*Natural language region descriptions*
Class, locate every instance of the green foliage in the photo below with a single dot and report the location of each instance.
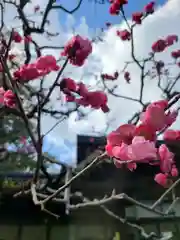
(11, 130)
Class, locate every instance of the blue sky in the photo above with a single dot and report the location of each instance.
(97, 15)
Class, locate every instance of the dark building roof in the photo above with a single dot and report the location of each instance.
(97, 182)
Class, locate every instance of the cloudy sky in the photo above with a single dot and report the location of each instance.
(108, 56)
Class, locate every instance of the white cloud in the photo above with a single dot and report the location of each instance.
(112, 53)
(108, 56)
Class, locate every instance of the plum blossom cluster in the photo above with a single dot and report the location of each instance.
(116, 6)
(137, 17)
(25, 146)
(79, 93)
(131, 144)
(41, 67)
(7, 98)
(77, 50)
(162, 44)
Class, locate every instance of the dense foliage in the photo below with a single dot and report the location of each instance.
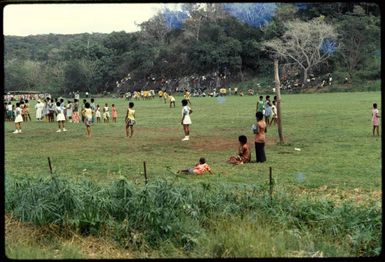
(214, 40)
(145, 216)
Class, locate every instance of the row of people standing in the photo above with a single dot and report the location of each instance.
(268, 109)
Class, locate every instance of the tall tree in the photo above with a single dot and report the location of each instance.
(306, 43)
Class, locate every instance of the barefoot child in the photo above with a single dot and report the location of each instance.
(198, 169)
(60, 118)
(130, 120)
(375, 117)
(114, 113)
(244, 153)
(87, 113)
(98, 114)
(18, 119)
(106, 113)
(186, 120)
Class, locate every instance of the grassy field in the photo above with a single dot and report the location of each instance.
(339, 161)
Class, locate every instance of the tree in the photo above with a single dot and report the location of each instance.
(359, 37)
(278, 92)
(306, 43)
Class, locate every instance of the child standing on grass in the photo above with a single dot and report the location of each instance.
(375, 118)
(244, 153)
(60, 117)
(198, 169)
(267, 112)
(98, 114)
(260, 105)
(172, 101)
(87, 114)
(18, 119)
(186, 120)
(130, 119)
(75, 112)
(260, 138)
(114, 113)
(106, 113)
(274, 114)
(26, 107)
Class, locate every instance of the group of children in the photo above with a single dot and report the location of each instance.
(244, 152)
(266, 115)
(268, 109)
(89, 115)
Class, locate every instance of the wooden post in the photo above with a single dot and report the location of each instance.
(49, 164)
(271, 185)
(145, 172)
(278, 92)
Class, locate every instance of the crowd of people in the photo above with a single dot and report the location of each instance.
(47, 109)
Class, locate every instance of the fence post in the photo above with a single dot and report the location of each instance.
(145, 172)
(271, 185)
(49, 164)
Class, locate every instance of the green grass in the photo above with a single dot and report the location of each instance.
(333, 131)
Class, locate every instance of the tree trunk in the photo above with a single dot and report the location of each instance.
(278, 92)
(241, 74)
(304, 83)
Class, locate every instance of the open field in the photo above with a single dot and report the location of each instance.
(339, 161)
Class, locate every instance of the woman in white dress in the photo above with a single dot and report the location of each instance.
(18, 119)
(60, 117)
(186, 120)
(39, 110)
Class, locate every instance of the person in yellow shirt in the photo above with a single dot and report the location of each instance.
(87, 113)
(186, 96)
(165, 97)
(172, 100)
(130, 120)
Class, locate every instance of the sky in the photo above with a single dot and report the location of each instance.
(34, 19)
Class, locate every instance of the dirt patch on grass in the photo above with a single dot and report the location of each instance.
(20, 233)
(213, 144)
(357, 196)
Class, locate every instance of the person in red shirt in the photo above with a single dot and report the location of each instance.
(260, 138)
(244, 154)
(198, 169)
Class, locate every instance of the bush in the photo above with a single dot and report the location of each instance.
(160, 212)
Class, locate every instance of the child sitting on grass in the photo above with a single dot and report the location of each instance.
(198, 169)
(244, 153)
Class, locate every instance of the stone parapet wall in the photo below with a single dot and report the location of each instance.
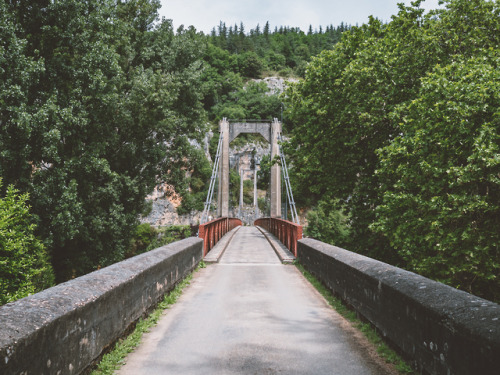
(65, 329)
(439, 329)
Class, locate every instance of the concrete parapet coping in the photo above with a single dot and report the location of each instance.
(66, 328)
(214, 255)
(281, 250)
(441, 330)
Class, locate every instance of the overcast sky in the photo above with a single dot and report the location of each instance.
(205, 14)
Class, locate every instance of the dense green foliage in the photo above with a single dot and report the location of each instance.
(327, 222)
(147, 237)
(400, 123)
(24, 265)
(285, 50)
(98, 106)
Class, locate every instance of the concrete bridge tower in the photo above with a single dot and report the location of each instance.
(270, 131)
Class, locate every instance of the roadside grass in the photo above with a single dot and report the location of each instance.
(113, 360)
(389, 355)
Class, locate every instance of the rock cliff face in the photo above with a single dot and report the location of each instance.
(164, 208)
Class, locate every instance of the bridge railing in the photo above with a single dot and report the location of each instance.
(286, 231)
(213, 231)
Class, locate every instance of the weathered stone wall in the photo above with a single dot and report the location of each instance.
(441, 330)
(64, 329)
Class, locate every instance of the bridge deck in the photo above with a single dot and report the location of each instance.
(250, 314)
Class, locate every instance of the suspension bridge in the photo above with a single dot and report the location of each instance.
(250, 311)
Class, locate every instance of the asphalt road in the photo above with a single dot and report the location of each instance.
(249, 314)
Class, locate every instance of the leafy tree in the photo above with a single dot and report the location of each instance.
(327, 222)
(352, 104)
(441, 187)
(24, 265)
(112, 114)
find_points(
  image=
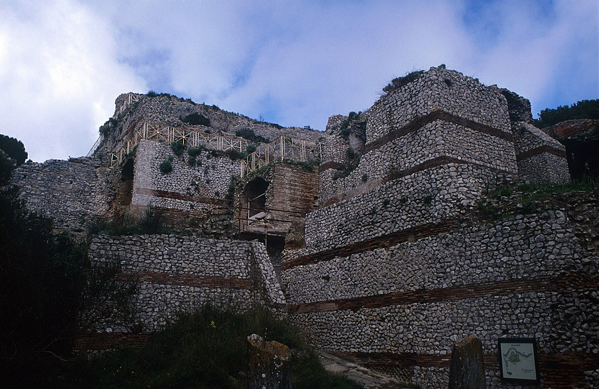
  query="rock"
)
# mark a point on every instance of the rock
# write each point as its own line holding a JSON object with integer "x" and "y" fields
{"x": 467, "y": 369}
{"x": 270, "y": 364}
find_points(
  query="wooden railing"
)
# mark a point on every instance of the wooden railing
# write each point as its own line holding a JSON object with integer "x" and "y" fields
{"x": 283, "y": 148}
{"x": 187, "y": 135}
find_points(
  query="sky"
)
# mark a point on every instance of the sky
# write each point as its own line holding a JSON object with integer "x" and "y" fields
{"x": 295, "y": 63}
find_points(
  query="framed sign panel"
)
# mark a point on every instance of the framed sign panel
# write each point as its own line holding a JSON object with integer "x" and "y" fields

*TASK TO COMPLETE*
Set the pictures aside and transcribe the data above exactly.

*SOLUTION*
Class, locate every instance of the green foliage in the photo below with a single dot and report the location of each instance.
(11, 130)
Class, locate every instance of the blue sky in the photo above with a single dot and report the location of each instance.
(97, 15)
Class, locate every instance of the dark building roof in the photo above with a single dot and report the location of each instance.
(97, 182)
Class, locate every instance of the cloudy sky in the photo above with a single dot and report the location of each instance.
(108, 56)
Class, locate every instance of the white cloud in the photo above with a single dot and report the location of each instance.
(112, 53)
(108, 56)
Class, locate every instance of the plum blossom cluster in the photo above with a single dot and report the location of each instance.
(116, 6)
(137, 17)
(25, 146)
(79, 93)
(131, 144)
(41, 67)
(7, 98)
(77, 50)
(162, 44)
Class, locate every instance of the dense foliage in the photo below with a single dot and report the location of each instance.
(214, 40)
(145, 216)
Class, locate every instance of the row of people standing in the photo above with a single dot and report the location of each instance.
(268, 109)
Class, locate every instance of the tall tree in the photo above with a single dot and report the location of each instance.
(306, 43)
Class, locate every instance of the barefoot child in the photo above with a single dot and report the location of each instance.
(198, 169)
(60, 118)
(130, 120)
(375, 117)
(114, 113)
(244, 153)
(87, 113)
(98, 114)
(18, 119)
(106, 113)
(186, 120)
Class, locate every instance of the grassy field in the photo above with a single dot and report the location of each instance.
(339, 161)
Class, locate every instance of the tree in the photo above with a single dot and report the location of each instance.
(359, 37)
(278, 92)
(306, 43)
Class, locate every instance of the child standing on grass in the photo above with a single dot and report the location of each instance.
(375, 118)
(244, 153)
(60, 117)
(198, 169)
(267, 112)
(98, 114)
(260, 105)
(172, 101)
(87, 114)
(18, 119)
(186, 120)
(130, 119)
(75, 112)
(260, 138)
(114, 113)
(106, 113)
(274, 114)
(26, 107)
Class, locate every instance of the group of children in the photo above with a single dot and report the location of each instance.
(244, 152)
(266, 115)
(268, 109)
(89, 115)
Class, locate every instance of the wooden post in the photo above with a single dot and report the location of each instance.
(49, 164)
(271, 185)
(145, 172)
(278, 92)
Class, locate every instance of the crowd of people in the photo above with a single dot and report the location of each instance.
(47, 109)
Class, locate every instance of the fence post in the photo above with a single dot and report the location of each instance.
(145, 172)
(271, 185)
(49, 164)
Class, locate every instance of the green grass in the photo above with a single dot and report the location of each instance.
(333, 131)
Class, locate every instance of the tree trunk in the photo above with a single dot and report the location of each instance.
(278, 92)
(241, 74)
(304, 83)
Class, locate every instance of the open field in the photo above with a single dot and report the location of each instance.
(339, 161)
Class, locate every instance of the woman in white dress in the photo above with a single dot and report the location of each instance.
(18, 119)
(60, 117)
(186, 120)
(39, 110)
Class, locate every instance of the person in yellow shirt in the photo above with a single dot and report the location of each instance.
(87, 113)
(186, 96)
(165, 97)
(172, 100)
(130, 120)
Class, locate every instance of the sky in the photo above with a single dot and report the location of each instance.
(34, 19)
Class, locate every instance of the dirt patch on grass in the photo above with a single dot and report the location of each instance.
(20, 233)
(213, 144)
(357, 196)
Class, locate every instance of the person in red shirt in the photo above with a single dot and report the location of each instance.
(260, 138)
(244, 154)
(198, 169)
Class, locate every instance of the bush in the photo above with a single dot and report the location of each instance.
(160, 212)
Class, locate every instance of the child sitting on grass in the photo above with a single dot and report the location of each instance.
(198, 169)
(244, 153)
Class, locate every instance of the stone parapet wall in the photo below with a single dot and report the location of each instance.
(65, 329)
(439, 329)
Class, locate every instance of the concrete parapet coping in the photo above with a single dot and report the location of each instance.
(66, 328)
(214, 255)
(281, 250)
(441, 330)
Class, locate every instance of the overcast sky in the photo above with a single dot and report the location of each instance.
(205, 14)
Class, locate every instance of the dense green foliage in the photo above with a single dot and report the location of each instance.
(327, 222)
(147, 237)
(400, 123)
(24, 265)
(285, 50)
(98, 106)
Class, locate every instance of the concrete bridge tower in the photo above with a single dot and report the location of each instance.
(270, 131)
Class, locate every instance of the roadside grass in the photo above with a single dot and report the location of each instance.
(113, 360)
(389, 355)
Class, locate every instance of the rock cliff face in the photo above with a single dot and report the location of each instance.
(164, 208)
Class, locate every instance of the bridge railing in the photo above with a single dot and report the location of each instance.
(286, 231)
(213, 231)
Class, locate every instance of the weathered stone wall in the photo above with a single dot and report the location of each instance.
(441, 330)
(64, 329)
Class, locate every instance of the bridge deck in the photo above with a single dot and report the location of each instance.
(250, 314)
Class, locate every instance of the suspension bridge in the photo above with a single dot and report the location of each instance.
(250, 311)
Class, locate every instance of the asphalt road in the photo above with a single dot and report the location of each instance.
(249, 314)
Class, locate every instance of the leafy tree in the photo above with a single dot and report the location of each instance.
(327, 222)
(352, 104)
(441, 187)
(24, 265)
(112, 114)
find_points(
  image=
  query="rock"
)
# mark a point on every instance of the rock
# write each point as its own line holding a JSON object with integer "x" and "y" fields
{"x": 467, "y": 369}
{"x": 270, "y": 364}
find_points(
  query="wooden railing"
)
# mark a point on every instance of the wooden railing
# write each point as its own line holding a JSON object with integer "x" and "y" fields
{"x": 283, "y": 148}
{"x": 187, "y": 135}
find_points(
  query="sky"
)
# mark a point on every instance of the sky
# write each point as its own line holding a JSON object with integer "x" and "y" fields
{"x": 295, "y": 63}
find_points(
  query="framed sign panel"
)
# mark a point on every instance of the framed sign panel
# write each point as its own line holding a JSON object with integer "x" and "y" fields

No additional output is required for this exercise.